**Given passage:**
- Opening Delimiter -

Why Not Call the Family Research Council a Hate Group?by
Family Research Council President Tony Perkins says that the Southern Poverty Law Center's characterization of his organization as a "hate group" enabled the shooting of a security guard at FRC's offices yesterday. As Buzzfeed reports, at a press conference today Perkins said:
Let me be clear that Floyd Corkins was responsible for firing the shots yesterday that wounded one of our colleagues ... but Corkins was given a license to shoot an unarmed man by organizations like the Southern Poverty Law Center that have been reckless in labeling organizations 'hate groups' because they disagree with them on public policy.
Now, obviously, we shouldn't have a rule that you can't criticize others (even harshly) on the grounds that it might inspire violence. As Perkins himself said, Corkins is responsible for any violence he committed. If calling FRC a hate group is out of bounds, it should be because that designation is incorrect, not because it might lead to bad outcomes.
Unfortunately for Perkins, it's pretty clear that a fair portion of FRC's business is hate.
Opposition to gay marriage is anti-gay, but it does not have to be rooted in hate. But FRC is not simply an anti-gay marriage group. As the Law Center has documented, FRC has a broad and inflammatory anti-gay agenda. FRC contends that gays are dangerous, which its scholars argue justifies criminalizing homosexual behavior and barring gays from various professions, like teaching.
For example, see this 1999 paper co-authored by Robert Knight, who at the time served as FRC's Director of Cultural Affairs. In it, he alleges the existence of a gay conspiracy to promote pedophilia. It begins:
Although most homosexual activists publicly deny that they want access to boys, many homosexual groups around the world are working aggressively to lower the age of sexual consent. Their cause is being aided by the professional psychiatric and psychological associations, which have moved in recent years toward normalizing pedophilia, much as they did with homosexuality in the early 1970s.

- Closing Delimiter -

Natural language region descriptions
- Opening Delimiter -

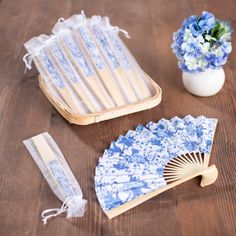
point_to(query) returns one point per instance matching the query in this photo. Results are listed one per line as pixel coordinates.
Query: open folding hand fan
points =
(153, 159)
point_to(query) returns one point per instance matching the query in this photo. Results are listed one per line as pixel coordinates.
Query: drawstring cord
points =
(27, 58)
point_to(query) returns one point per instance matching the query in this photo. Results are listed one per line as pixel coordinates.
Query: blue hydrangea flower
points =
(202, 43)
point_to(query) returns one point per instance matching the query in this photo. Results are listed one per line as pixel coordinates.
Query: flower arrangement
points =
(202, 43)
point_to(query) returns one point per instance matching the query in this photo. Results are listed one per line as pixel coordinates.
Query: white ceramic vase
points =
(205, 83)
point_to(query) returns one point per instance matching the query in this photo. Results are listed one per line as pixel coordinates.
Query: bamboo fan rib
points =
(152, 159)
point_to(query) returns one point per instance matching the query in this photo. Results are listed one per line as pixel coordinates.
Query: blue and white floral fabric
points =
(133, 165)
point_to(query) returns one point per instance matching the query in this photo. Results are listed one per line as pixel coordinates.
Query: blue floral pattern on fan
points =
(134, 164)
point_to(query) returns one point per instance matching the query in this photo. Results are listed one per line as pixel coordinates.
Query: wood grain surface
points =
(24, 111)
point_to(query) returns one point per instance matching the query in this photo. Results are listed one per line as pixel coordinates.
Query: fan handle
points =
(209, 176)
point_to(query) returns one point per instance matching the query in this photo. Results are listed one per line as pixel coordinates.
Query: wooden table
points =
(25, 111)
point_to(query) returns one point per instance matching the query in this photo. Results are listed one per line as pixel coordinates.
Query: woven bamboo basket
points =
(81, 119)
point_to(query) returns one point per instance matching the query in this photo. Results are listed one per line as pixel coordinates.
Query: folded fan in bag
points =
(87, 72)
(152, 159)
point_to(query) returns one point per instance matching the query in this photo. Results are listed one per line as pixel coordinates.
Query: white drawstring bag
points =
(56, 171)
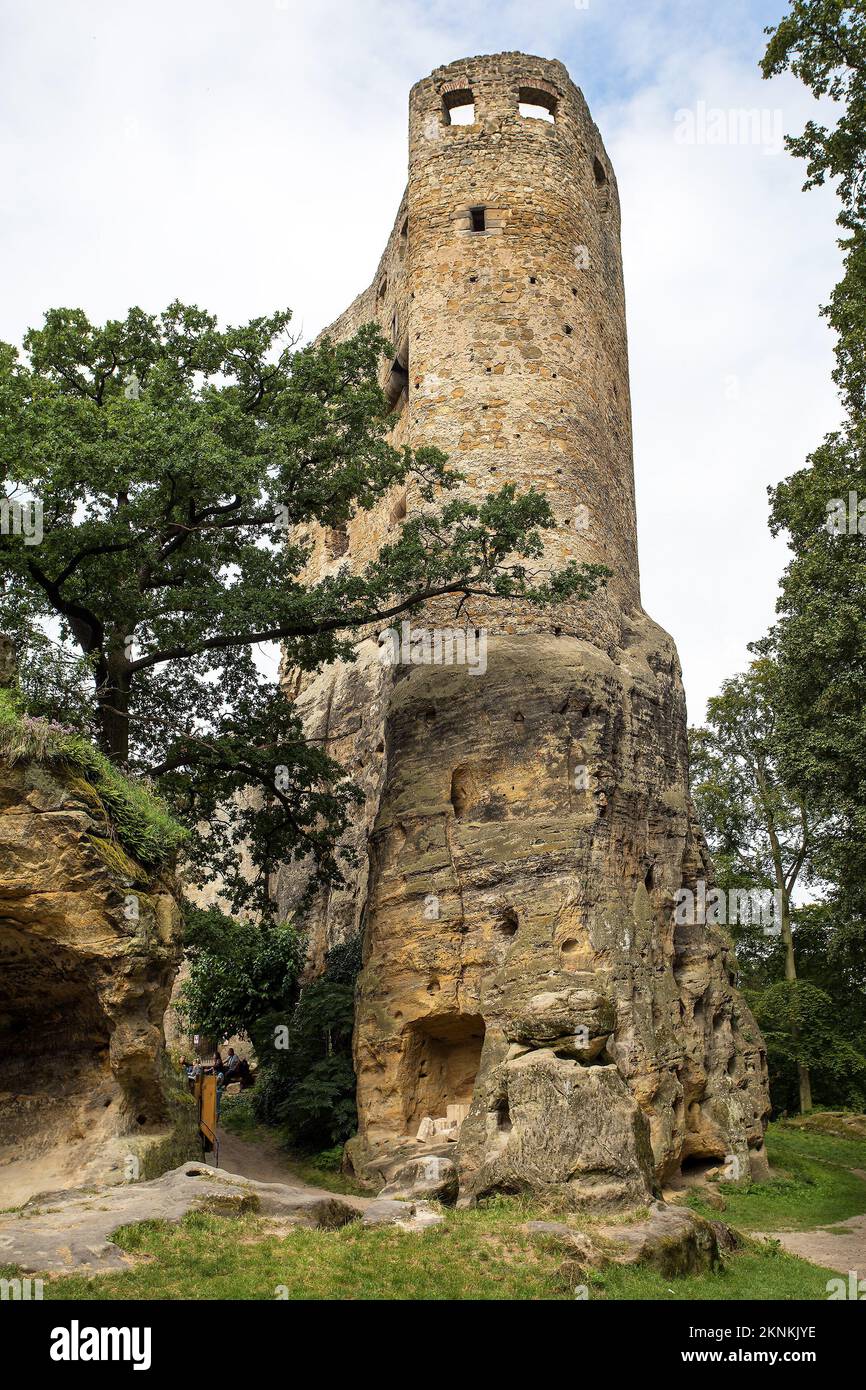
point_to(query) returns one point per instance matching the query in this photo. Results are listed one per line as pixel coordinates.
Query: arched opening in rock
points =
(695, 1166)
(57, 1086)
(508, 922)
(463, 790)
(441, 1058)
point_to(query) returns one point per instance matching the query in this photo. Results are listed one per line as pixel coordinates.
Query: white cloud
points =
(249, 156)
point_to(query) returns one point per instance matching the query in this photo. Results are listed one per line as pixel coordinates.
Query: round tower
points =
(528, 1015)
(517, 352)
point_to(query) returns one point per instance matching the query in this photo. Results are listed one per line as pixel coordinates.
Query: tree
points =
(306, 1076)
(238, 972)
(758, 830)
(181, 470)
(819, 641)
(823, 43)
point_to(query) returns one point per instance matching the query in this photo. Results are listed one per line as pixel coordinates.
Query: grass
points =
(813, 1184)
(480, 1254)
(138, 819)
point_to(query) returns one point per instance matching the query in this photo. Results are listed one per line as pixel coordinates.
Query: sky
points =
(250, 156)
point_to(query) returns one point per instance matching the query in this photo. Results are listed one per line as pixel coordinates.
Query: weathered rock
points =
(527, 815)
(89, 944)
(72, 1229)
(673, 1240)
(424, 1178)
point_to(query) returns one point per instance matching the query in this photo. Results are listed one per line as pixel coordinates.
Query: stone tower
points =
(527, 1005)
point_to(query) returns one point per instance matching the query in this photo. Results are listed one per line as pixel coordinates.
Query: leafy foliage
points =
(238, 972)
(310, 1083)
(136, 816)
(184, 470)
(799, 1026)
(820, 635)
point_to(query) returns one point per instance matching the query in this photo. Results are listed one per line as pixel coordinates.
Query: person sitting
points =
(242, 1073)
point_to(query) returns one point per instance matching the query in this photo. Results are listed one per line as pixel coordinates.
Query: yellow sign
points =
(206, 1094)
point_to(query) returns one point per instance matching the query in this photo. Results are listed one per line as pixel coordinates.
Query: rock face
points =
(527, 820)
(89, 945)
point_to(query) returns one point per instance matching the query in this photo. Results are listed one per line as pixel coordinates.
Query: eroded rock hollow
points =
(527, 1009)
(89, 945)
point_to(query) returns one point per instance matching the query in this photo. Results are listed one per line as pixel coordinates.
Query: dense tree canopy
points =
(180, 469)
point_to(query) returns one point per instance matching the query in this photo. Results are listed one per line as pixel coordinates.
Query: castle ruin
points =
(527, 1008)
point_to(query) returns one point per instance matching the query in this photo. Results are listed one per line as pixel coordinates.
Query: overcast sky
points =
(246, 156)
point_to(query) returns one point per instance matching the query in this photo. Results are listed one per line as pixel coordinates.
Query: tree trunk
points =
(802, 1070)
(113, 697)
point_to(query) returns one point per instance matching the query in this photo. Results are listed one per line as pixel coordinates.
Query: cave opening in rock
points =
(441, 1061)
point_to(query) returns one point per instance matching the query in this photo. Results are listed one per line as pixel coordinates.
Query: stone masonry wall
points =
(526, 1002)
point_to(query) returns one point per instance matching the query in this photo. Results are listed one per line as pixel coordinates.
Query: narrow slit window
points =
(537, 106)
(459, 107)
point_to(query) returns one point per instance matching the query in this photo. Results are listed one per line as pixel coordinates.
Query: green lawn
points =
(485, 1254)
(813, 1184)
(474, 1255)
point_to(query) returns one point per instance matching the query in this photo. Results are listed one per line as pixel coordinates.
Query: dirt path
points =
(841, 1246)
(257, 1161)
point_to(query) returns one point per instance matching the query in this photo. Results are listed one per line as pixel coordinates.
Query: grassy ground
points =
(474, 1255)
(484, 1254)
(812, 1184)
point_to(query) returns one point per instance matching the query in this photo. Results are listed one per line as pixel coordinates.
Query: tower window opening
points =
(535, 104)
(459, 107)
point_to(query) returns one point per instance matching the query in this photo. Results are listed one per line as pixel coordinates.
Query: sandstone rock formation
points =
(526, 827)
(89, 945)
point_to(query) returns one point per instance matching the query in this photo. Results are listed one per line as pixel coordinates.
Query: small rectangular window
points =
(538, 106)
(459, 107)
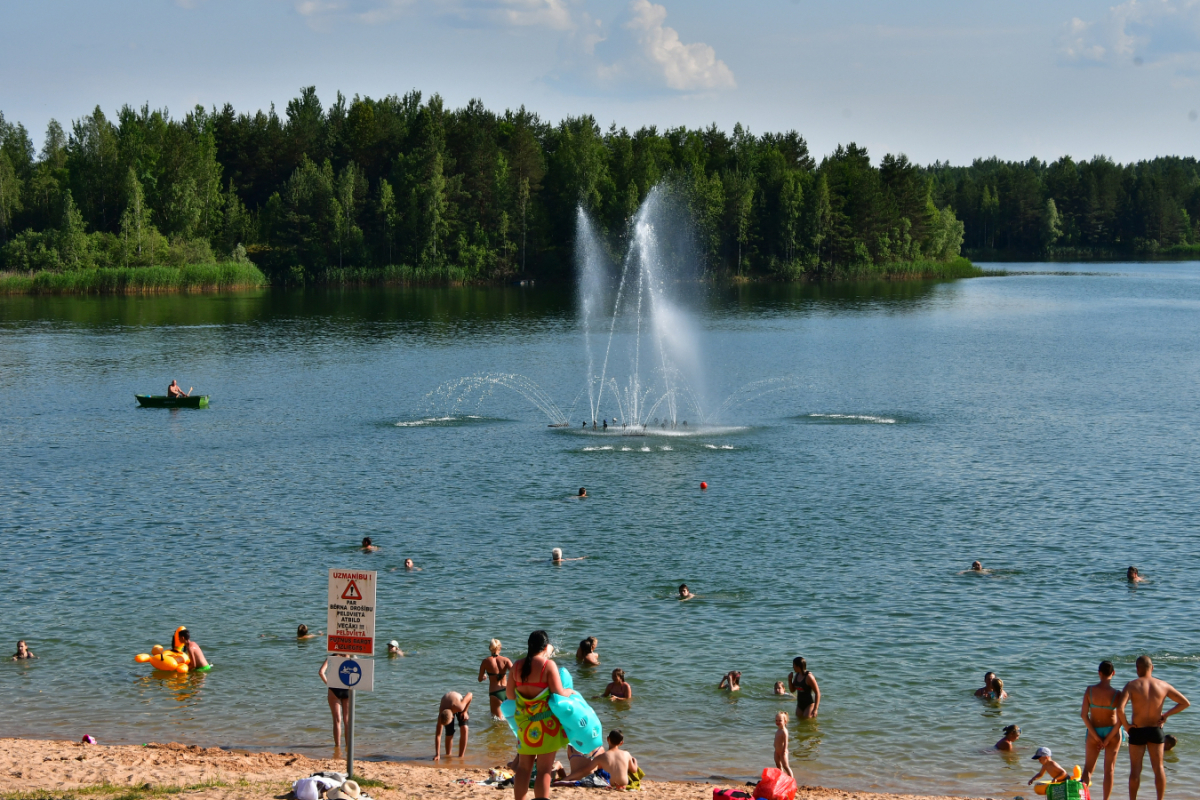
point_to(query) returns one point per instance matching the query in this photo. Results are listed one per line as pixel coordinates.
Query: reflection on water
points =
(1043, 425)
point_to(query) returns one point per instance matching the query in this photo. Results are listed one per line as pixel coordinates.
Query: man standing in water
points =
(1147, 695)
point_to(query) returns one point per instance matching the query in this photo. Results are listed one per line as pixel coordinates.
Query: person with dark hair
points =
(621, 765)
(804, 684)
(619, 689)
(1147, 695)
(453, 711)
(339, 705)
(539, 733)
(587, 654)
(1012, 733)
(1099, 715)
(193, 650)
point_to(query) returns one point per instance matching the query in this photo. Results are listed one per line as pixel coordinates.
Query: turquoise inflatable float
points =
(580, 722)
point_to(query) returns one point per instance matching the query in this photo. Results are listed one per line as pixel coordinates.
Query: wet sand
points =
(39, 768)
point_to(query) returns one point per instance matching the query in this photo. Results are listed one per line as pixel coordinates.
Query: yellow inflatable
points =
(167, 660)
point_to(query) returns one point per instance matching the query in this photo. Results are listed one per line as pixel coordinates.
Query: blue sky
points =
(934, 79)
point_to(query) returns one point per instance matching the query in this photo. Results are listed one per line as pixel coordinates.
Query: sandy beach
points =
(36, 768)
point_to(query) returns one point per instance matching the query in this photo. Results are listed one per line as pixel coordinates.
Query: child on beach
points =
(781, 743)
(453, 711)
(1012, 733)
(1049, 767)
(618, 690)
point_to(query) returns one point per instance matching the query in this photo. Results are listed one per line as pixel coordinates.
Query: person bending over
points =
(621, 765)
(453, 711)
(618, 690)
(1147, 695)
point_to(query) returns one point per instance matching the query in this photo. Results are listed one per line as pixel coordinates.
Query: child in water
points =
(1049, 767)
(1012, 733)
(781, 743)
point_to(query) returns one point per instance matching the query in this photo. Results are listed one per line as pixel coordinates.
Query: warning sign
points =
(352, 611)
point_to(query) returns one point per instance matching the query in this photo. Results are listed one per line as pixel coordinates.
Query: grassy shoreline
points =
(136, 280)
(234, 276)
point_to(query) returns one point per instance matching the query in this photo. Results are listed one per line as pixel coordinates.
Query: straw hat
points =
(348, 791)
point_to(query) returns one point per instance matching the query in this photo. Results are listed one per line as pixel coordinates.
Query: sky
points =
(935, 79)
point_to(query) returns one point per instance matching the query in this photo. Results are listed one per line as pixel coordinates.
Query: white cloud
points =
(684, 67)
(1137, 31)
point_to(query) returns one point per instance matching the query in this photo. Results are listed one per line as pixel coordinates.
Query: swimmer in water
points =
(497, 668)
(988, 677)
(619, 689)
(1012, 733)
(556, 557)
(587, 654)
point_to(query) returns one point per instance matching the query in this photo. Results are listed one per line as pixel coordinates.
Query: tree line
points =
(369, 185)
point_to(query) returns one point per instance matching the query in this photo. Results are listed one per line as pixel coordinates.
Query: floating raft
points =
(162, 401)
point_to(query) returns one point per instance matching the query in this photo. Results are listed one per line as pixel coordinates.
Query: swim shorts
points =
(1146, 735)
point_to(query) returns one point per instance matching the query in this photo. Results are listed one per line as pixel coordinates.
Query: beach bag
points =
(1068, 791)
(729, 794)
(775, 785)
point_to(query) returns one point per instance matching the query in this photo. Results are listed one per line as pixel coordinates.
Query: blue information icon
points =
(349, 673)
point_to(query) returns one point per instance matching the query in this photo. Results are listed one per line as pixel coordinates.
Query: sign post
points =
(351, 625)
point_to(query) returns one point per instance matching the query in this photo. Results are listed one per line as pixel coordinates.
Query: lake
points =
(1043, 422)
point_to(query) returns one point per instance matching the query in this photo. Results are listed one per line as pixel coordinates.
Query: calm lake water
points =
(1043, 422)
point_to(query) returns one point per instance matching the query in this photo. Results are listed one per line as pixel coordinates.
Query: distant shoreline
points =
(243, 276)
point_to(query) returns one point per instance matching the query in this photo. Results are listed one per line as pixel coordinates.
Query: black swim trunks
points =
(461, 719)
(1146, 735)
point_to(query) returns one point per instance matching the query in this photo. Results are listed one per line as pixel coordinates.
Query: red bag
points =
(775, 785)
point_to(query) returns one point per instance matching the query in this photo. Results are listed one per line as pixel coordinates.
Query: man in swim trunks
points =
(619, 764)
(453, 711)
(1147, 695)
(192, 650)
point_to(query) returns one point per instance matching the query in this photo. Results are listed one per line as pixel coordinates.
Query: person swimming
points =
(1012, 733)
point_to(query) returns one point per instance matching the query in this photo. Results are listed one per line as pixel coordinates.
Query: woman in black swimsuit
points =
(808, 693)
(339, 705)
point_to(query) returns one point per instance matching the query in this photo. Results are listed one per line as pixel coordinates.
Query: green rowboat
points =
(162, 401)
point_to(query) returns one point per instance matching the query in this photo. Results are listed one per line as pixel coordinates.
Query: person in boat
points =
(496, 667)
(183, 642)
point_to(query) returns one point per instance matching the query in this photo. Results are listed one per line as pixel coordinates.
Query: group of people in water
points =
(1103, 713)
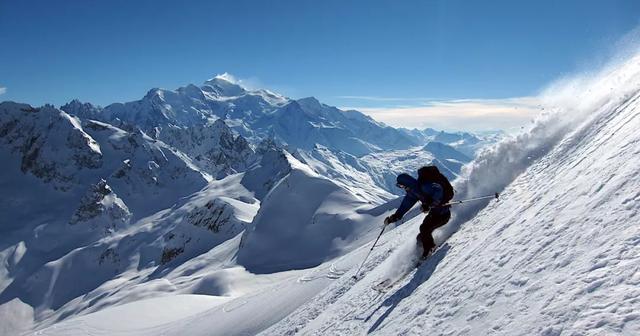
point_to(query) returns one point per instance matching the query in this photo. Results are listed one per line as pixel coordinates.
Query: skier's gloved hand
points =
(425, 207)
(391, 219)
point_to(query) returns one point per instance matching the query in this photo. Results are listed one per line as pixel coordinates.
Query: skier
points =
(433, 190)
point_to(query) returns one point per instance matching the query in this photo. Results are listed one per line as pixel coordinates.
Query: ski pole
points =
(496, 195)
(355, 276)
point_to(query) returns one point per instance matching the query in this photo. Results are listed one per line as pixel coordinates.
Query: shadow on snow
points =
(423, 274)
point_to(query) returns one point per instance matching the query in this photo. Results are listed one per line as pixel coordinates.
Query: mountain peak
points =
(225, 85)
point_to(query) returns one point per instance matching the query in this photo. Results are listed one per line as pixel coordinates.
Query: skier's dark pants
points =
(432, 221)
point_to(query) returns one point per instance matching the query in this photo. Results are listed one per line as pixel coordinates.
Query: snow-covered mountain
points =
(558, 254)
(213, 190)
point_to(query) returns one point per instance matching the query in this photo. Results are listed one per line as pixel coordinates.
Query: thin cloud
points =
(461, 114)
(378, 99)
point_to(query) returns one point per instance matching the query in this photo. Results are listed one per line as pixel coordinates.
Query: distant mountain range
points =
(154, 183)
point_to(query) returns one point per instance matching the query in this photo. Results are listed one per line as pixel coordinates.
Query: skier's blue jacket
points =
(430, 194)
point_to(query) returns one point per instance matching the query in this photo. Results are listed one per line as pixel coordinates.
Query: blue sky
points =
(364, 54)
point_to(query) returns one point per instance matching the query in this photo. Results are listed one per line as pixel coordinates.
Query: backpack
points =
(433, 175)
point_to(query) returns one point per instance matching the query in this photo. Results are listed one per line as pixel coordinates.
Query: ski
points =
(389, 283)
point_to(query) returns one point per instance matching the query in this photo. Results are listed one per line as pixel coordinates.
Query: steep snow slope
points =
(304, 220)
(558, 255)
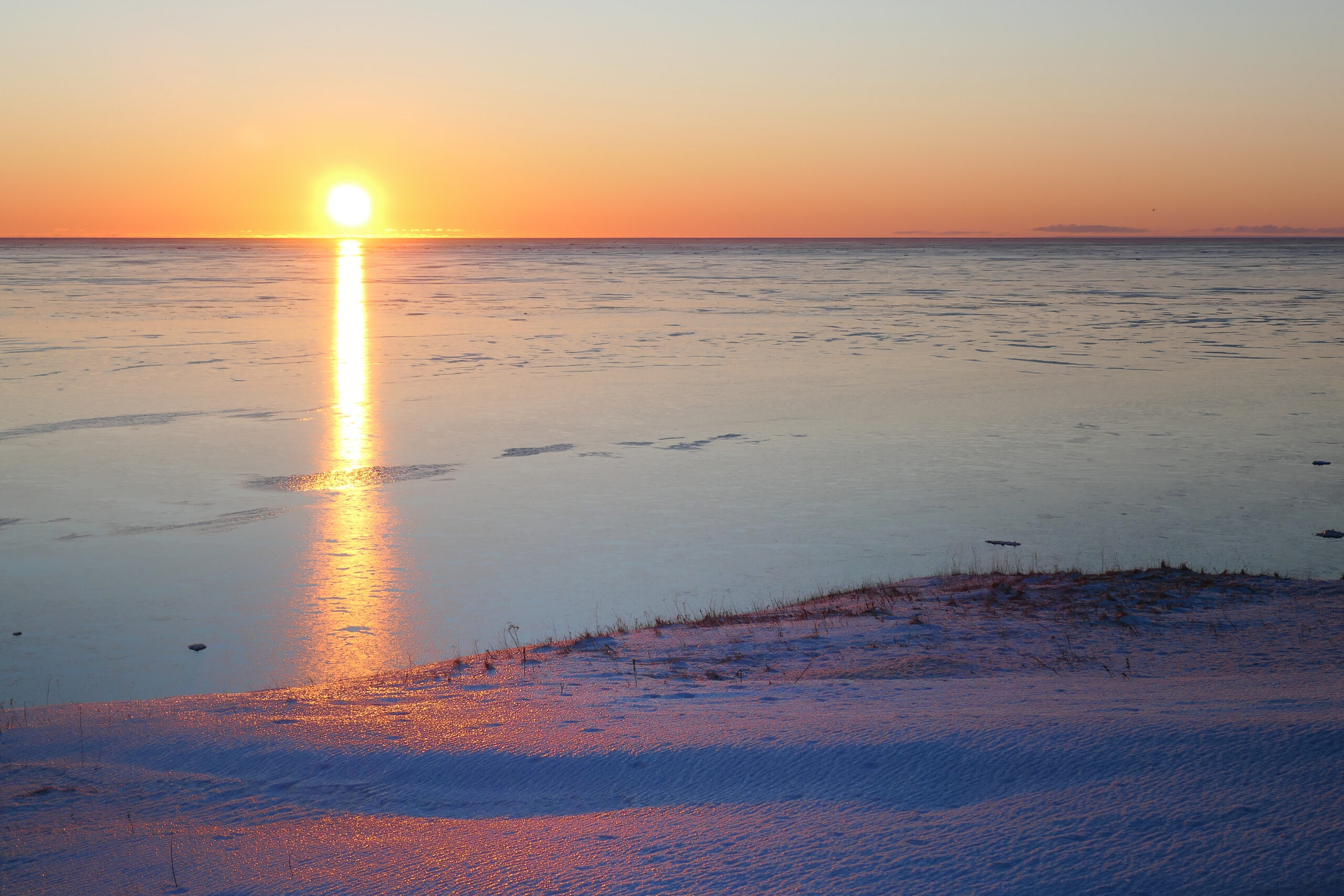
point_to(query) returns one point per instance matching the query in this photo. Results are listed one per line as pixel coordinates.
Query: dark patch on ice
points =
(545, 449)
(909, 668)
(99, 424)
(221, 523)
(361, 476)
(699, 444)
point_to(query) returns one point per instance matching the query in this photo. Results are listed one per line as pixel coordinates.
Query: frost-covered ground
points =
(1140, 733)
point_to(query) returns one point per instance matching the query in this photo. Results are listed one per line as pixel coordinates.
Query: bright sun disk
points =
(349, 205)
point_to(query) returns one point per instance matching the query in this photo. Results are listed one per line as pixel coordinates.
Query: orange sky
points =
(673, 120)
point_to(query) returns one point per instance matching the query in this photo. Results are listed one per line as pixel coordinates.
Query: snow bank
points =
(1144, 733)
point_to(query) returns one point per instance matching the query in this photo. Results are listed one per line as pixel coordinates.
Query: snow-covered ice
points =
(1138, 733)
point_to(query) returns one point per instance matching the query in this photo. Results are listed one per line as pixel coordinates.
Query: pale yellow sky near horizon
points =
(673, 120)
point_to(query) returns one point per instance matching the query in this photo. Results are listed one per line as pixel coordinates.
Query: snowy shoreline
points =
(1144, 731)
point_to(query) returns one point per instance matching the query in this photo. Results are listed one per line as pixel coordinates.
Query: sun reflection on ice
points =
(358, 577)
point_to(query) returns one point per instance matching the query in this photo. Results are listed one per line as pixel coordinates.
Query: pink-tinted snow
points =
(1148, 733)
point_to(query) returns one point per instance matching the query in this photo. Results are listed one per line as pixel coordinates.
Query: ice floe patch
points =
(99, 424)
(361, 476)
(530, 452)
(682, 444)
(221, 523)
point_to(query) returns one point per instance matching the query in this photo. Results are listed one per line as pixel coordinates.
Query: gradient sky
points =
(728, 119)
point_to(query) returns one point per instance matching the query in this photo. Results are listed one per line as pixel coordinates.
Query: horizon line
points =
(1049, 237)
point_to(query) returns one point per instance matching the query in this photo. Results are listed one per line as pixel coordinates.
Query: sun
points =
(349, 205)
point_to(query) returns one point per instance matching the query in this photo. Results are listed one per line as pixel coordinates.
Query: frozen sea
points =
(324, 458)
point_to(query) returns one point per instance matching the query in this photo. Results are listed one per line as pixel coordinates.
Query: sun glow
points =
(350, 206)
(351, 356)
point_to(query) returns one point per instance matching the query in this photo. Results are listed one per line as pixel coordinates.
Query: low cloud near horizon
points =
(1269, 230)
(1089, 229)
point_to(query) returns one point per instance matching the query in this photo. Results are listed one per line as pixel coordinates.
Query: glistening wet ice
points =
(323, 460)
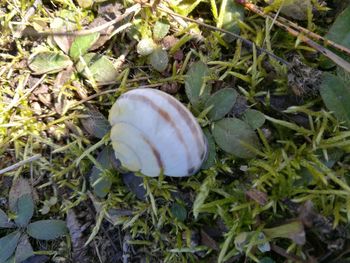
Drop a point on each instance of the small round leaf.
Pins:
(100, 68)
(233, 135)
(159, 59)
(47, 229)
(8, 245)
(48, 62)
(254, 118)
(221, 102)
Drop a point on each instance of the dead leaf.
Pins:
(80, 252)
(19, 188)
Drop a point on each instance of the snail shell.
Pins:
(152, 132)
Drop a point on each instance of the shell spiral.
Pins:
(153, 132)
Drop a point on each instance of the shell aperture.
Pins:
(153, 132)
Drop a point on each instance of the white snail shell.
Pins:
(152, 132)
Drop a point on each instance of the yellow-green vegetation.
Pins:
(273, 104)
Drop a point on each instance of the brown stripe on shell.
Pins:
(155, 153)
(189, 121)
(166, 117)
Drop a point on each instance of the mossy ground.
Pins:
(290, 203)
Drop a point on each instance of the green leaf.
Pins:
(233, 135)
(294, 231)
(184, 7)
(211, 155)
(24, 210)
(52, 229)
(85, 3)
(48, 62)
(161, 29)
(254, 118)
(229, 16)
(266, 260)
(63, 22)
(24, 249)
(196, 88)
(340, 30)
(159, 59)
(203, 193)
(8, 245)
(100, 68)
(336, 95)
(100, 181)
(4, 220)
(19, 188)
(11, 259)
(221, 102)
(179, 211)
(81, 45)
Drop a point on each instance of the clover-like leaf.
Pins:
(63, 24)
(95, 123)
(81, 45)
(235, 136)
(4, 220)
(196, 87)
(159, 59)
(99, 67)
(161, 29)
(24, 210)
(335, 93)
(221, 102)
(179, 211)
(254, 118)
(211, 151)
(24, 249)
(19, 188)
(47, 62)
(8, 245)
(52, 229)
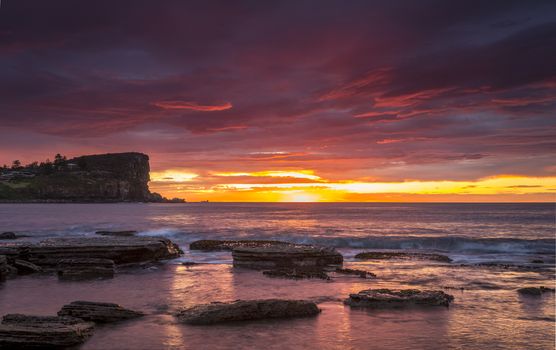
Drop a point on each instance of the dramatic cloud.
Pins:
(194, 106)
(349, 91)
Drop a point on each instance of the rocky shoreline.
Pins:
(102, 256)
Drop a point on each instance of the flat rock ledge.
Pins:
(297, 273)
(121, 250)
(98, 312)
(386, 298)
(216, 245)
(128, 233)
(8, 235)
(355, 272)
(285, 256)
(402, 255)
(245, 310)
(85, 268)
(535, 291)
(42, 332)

- Closing Delimiter -

**Tasks to complete:**
1) In the passage on the Family Research Council, what position did Robert Knight hold at the organization when he co-authored the 1999 paper?
2) Continue the passage on the Family Research Council from the point where it stops.

**Responses to the exercise:**
1) He was FRC's Director of Cultural Affairs.

2)
Later, it contends:
In the United States, homosexual activists are more circumspect about their efforts to gain access to children than they are in Canada or Europe. While NAMBLA has regularly marched in homosexual pride parades in New York, San Francisco and other major cities, homosexual activists publicly disassociate themselves from pedophiles as part of a public relations strategy.
FRC senior fellow Peter Sprigg said on MSNBC in 2009 that homosexual behavior should be a crime. A 2010 FRC pamphlet says the claim that gay men are not especially likely to molest children is a "myth" used to "support the notion that homosexuals should be allowed to work with children as schoolteachers."
If we're going to talk about language that might incite people to violence, how about claims that gays are dangerous, diseased, possibly mentally ill people intent on hurting children?
Perkins defends such arguments by asserting that his organization is merely contributing to public policy discussions. Except that much of what it contributes to the discussions is hate.
Whether gays should be allowed to work in schools and whether gay sex should be legal are surely public policy questions, just as whether schools should be segregated is a public policy question. What these policy questions have in common is that the arguments on one side are hateful.
FRC's efforts to institutionalize its hate in legislation are indeed policy-related. But that doesn't get it off the "hate group" hook.